> [Text]:
————————

This is caused because of ovaries producing less of the hormone and no longer releasing an egg each month.
HRT can help replace these hormones as people start approaching menopause.
The treatment may also help with the prevention of bone weakening, also known as osteoporosis, which is more common after the hormone drop.
HRT is available for most women, once they start experiencing menopause symptoms.
Menopause symptoms can include:
- Hot flushes
- Night sweats
- Vaginal dryness and discomfort during sex
- Difficulty sleeping
- Low mood or anxiety
- Reduced sex drive
- Problems with memory and concentration.
However, in some cases, HRT might not be the right choice for you.
HRT may not be suitable if you have a history of breast cancer, blood clots, high blood pressure, liver disease and other difficulties.
There are other treatments available for relieving symptoms, so alternatives to HRT can be also recommended instead.
The NHS recommends speaking to your GP if you’re interested in starting HRT to see if it’s the right choice for you and what type to opt for.
The two main hormone types in HRT include oestrogen and progestogen.
The hormone therapy typically includes taking both of these hormones, better known as combined HRT, but there’s also oestrogen-only option.

————————

> [Task set]:
• 1. Answer each question from the text on HRT.
(a) What bone condition may the treatment help prevent?
(b) What are the two main hormone types in HRT?
(c) Whom does the NHS recommend speaking to about starting HRT?
• 2. Decide whether each statement agrees with the text on HRT. Answer yes or no, and quote the words from the text that settle it.
(a) HRT is suitable for anyone with a history of blood clots.
(b) Difficulty sleeping can be a menopause symptom.
(c) Combined HRT contains only oestrogen.
• 3. Summarize the text on HRT in two sentences.
The material after this text has nothing to do with it.

> [Data supplied]:
————————

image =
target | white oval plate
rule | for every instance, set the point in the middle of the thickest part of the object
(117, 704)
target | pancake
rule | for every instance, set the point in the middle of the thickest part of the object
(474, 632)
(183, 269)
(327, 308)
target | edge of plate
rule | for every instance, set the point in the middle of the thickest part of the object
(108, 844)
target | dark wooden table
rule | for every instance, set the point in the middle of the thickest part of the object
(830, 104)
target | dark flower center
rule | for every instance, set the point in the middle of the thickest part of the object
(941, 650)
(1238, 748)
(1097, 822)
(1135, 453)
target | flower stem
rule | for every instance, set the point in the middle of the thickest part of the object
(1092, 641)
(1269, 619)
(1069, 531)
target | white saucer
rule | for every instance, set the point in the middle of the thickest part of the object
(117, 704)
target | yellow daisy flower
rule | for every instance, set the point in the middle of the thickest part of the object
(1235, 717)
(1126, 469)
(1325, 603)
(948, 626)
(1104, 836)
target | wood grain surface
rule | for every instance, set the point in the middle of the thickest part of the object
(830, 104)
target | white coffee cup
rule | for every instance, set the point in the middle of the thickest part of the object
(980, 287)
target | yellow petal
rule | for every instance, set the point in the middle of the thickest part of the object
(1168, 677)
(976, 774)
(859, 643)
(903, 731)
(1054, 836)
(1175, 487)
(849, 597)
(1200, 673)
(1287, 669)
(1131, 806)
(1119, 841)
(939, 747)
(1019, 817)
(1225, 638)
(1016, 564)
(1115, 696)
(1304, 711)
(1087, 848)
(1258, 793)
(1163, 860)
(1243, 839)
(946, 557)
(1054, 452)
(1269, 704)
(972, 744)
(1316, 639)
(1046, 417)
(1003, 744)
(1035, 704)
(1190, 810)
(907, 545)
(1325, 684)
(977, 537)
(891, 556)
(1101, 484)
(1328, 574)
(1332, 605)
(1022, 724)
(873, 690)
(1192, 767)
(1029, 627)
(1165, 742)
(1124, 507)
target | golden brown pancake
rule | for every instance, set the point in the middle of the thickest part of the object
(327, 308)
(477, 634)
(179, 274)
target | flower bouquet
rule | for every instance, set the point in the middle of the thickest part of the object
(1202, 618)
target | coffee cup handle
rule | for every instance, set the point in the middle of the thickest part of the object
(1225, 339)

————————

> [Outputs for the tasks]:
• 1.
(a) Bone weakening, also known as osteoporosis.
(b) Oestrogen and progestogen.
(c) Your GP.

• 2.
(a) No: "HRT may not be suitable if you have a history of breast cancer, blood clots, high blood pressure, liver disease and other difficulties."
(b) Yes: "Menopause symptoms can include:" followed by "Difficulty sleeping".
(c) No: "The hormone therapy typically includes taking both of these hormones, better known as combined HRT".

• 3. HRT can help replace hormones as people approach menopause and may help prevent osteoporosis, and it is available for most women once they start experiencing menopause symptoms. It may not be suitable for people with a history of conditions such as breast cancer or blood clots, so the NHS recommends speaking to a GP about whether it is the right choice and which type to opt for, either combined or oestrogen-only.